_TASK DETAILS:_ Go through the listing below and return each line that includes "tire".

*** DATA SHOWN Section Begins ***

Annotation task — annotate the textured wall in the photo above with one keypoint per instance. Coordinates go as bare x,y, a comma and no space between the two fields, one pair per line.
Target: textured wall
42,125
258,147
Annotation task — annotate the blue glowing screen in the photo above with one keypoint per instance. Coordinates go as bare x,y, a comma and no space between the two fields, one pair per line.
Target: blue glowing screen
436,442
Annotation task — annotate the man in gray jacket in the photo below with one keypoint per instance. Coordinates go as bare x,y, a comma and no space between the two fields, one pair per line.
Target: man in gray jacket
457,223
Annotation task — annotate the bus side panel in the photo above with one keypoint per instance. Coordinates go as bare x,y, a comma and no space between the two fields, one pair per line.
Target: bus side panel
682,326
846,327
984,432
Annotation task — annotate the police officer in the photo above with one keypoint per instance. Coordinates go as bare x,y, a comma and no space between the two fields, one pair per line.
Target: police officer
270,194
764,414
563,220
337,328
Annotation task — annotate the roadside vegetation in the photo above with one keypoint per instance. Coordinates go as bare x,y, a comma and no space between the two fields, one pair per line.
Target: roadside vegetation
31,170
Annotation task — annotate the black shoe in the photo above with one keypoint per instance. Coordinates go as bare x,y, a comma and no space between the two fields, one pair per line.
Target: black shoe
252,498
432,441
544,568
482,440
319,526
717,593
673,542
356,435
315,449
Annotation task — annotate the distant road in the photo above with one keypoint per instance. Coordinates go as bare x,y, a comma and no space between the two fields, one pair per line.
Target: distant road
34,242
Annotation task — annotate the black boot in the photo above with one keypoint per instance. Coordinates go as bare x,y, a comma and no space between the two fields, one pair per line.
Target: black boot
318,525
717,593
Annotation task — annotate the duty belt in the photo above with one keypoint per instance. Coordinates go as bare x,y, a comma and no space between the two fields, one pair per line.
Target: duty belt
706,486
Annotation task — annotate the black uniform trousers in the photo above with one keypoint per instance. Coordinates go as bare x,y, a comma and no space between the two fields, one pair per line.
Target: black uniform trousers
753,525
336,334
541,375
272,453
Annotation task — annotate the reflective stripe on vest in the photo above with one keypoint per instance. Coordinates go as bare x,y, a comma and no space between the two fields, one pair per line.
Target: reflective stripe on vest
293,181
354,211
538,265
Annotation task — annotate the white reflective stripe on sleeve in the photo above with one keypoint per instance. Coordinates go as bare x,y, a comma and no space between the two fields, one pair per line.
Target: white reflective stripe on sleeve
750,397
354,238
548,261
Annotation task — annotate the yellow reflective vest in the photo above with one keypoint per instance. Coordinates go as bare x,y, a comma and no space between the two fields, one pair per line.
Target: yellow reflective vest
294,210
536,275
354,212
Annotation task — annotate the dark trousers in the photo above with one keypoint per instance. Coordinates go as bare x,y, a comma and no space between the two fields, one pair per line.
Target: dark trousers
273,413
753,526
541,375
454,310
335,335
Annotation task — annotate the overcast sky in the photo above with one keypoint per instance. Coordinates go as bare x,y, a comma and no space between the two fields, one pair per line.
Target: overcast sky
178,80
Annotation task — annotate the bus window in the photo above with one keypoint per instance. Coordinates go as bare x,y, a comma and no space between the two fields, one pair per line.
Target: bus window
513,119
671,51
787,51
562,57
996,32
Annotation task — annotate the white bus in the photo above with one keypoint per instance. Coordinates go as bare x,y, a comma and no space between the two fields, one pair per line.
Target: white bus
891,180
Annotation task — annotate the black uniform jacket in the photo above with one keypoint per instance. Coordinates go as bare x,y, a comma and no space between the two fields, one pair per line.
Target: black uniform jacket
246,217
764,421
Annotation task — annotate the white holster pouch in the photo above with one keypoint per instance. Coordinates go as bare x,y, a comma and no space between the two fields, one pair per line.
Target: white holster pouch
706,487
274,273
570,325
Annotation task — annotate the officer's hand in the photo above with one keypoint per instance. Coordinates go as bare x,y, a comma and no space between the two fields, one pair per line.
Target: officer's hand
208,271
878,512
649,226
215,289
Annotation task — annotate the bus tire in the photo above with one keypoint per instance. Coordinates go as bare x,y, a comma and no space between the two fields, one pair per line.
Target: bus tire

*** DATA SHOWN Section Ends ***

_ANSWER BOX:_
Annotation task — annotate the bus tire in the photo above with one keypoint per instance. Coordinates go as bare x,y, a comma and no space between the two fields, one pair per line.
Target: bus tire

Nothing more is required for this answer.